- Task instructions: Update the lines below by replacing each occurrence of "README quickstart" with "Usage guide", and keep everything else the same.

Dataset records on where objects are located
● ● ● ●

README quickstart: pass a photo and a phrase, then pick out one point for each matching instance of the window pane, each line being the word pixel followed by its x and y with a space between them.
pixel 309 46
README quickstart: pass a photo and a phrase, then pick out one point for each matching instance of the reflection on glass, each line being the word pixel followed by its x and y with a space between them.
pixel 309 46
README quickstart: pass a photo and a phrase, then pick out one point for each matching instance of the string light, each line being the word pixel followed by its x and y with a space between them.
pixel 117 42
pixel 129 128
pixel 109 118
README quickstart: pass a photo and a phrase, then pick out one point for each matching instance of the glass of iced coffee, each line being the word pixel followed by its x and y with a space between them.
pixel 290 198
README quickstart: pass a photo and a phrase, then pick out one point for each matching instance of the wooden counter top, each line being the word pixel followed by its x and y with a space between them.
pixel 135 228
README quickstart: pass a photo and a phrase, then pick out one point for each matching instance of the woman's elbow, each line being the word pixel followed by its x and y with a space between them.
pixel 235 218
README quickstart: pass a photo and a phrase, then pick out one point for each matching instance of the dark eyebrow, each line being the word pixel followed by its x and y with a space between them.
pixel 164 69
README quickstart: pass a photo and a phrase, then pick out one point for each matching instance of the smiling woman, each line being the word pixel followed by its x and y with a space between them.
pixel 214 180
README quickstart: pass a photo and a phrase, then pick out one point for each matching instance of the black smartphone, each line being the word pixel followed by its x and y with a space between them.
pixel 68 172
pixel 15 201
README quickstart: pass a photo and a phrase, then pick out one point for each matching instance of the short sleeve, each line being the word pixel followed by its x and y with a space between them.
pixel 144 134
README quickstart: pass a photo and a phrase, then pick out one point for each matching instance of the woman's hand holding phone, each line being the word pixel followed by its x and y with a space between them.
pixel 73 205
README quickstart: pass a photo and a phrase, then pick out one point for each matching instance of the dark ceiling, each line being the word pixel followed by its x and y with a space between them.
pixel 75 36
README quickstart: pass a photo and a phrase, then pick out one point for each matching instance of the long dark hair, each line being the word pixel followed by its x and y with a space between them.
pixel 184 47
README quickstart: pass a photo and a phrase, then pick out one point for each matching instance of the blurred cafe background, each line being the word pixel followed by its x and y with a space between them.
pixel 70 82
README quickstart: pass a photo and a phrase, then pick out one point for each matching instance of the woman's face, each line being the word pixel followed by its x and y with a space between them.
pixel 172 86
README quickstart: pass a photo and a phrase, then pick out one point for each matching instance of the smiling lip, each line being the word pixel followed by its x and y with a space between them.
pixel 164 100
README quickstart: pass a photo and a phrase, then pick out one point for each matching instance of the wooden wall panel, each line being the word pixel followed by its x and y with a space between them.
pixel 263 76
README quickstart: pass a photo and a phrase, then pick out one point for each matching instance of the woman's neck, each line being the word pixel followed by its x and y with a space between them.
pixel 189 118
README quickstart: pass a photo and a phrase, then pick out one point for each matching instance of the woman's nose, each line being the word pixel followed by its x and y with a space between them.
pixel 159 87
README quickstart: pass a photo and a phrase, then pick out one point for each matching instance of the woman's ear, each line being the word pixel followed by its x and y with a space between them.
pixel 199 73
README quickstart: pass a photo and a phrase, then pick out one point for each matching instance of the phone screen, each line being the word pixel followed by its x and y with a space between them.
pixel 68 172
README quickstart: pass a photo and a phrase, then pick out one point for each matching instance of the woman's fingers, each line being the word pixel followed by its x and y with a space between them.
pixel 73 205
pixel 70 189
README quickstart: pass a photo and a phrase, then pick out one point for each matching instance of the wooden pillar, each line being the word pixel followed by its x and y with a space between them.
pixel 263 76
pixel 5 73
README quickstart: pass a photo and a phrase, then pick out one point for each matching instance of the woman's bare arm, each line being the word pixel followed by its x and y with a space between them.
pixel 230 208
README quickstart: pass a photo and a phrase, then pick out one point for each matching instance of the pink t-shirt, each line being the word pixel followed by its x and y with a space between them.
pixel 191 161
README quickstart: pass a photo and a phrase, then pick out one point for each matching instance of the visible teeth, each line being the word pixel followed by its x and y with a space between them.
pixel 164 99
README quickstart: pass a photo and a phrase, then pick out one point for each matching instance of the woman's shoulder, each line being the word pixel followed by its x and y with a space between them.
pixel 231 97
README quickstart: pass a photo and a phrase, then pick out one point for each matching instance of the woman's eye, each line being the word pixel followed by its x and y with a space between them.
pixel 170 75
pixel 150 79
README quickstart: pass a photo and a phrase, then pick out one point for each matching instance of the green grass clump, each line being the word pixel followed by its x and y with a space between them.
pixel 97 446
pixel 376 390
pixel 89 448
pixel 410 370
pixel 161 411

● ● ● ●

- Written response:
Usage guide: pass a photo and a phrase, then pick out one point for each matching instance of the window pane, each line being the word pixel followed by its x and y with a space between them.
pixel 309 46
Usage guide: pass a photo and a phrase, then pick out one point for each matching instance of the reflection on glass, each line being the word pixel followed by its x and y with a space between them.
pixel 309 46
Usage guide: pass a photo and a phrase, then pick out one point for each matching instance of the string light, each line being the word pixel followed by its x and y with a space between them.
pixel 117 42
pixel 129 128
pixel 109 118
Usage guide: pass a photo and a phrase, then pick out one point for each matching instance of the glass of iced coffee, each line being the word pixel followed by its x and y with a space between them.
pixel 290 198
Usage guide: pass a photo and a phrase, then pick out one point for each matching instance of the wooden counter top, each line being the word pixel followed by its x and y with a space between them.
pixel 135 228
Usage guide: pass a photo and a phrase, then pick out one point for each matching instance of the woman's elbow, each line being the word pixel followed by its x and y with a space between them.
pixel 235 218
Usage guide: pass a photo and a phrase, then pick out one point for each matching instance of the dark eyebrow, each line being the word pixel followed by its x and y with a space between them.
pixel 164 69
Usage guide: pass a photo and a phrase, then pick out one point for each matching instance of the smiling woman, each line being the word pixel followed by its x and y with a space between them.
pixel 214 180
Usage guide: pass a photo and a phrase, then pick out one point for each matching instance of the black smartphone, each line being the word pixel followed by its x and y with a space between them.
pixel 68 172
pixel 15 201
Usage guide: pass a photo and a phrase, then pick out one point for each matching instance of the short sleeve, each line being the word pixel followed by its x and y with a space between them.
pixel 144 134
Usage guide: pass a photo and a phrase, then pick out one point for each matching instance of the woman's hand holding phone, each line being the word pixel followed by its x and y with a space between them.
pixel 73 205
Usage guide: pass a photo and a phrase, then pick out one point for each matching instance of the dark ceiling, each line being the word pixel followed by its x and y with a space between them.
pixel 75 36
Usage guide: pass a photo and a phrase, then pick out one point for each matching instance of the long dark hair, each line being the word pixel followed by its x and y with a space between them.
pixel 184 47
Usage guide: pass a photo and a phrase, then pick out one point for each matching instance of the blurred cafe background, each line being the word pixel followed by its x and y with a space between them.
pixel 70 82
Usage guide: pass a photo and a phrase, then pick out one point for each matching instance of the woman's face, each line being the word pixel followed by its x and y with a space between them.
pixel 172 86
Usage guide: pass a photo and a phrase, then pick out one point for each matching instance of the smiling lip, each line being the word pixel followed by its x and y with a space between them.
pixel 164 100
Usage guide: pass a photo and a phrase, then pick out one point for each matching instance of the wooden wall panel, each line being the word pixel followed by its x and y with a space between them.
pixel 263 76
Usage guide: pass a photo and a phrase, then pick out one point for each matching instance of the woman's neck, each line being the word pixel followed by its x and y with a space between them.
pixel 189 118
Usage guide: pass a photo and a phrase, then pick out one point for each matching instance of the woman's nose, each line being the word pixel followed by its x and y with a space between them.
pixel 159 87
Usage guide: pass a photo and a phrase, then pick out one point for each matching instance of the woman's ear, each line being the word pixel followed by its x and y with a space between them.
pixel 199 73
Usage guide: pass a photo and a phrase, then pick out one point for each matching instance of the phone screen, each line being the word pixel followed by its x and y with a space between them.
pixel 68 172
Usage guide: pass a photo and a phrase, then pick out one point for each matching instance of the woman's fingers, each line being the word pixel followed by its x and y with a space between them.
pixel 73 205
pixel 70 189
Usage guide: pass a photo and a phrase, then pick out one point for each matching instance of the wooden pillar, each line being the word pixel followed by its x and y with a space between them.
pixel 263 76
pixel 5 73
Usage guide: pass a photo and a phrase, then pick out one point for each matching instance of the woman's bare arm, each line being the word pixel followed by its x and y with a space between them.
pixel 230 208
Usage guide: pass a photo and a phrase, then pick out one point for each matching instance of the pink t-shirt, each line being the word pixel followed by its x and y with a space between them.
pixel 191 161
Usage guide: pass a photo and a phrase, then pick out one point for each matching instance of the visible teeth, each line being the word pixel followed by its x and y with a space between them.
pixel 164 99
Usage guide: pass a photo and a phrase, then pick out one point for each matching instance of the woman's shoulder, each line being the word pixel followed by its x and y with a space between them.
pixel 231 97
Usage guide: pass a photo and a phrase, then pick out one point for each matching instance of the woman's eye, each line being the word pixel followed by its x and y with a space between them.
pixel 170 75
pixel 150 79
Usage guide: pass a photo and a phrase, then pick out one point for each matching instance of the green grass clump, each line being the word pixel followed by its x and y with a space between them.
pixel 97 446
pixel 376 390
pixel 89 448
pixel 410 370
pixel 161 411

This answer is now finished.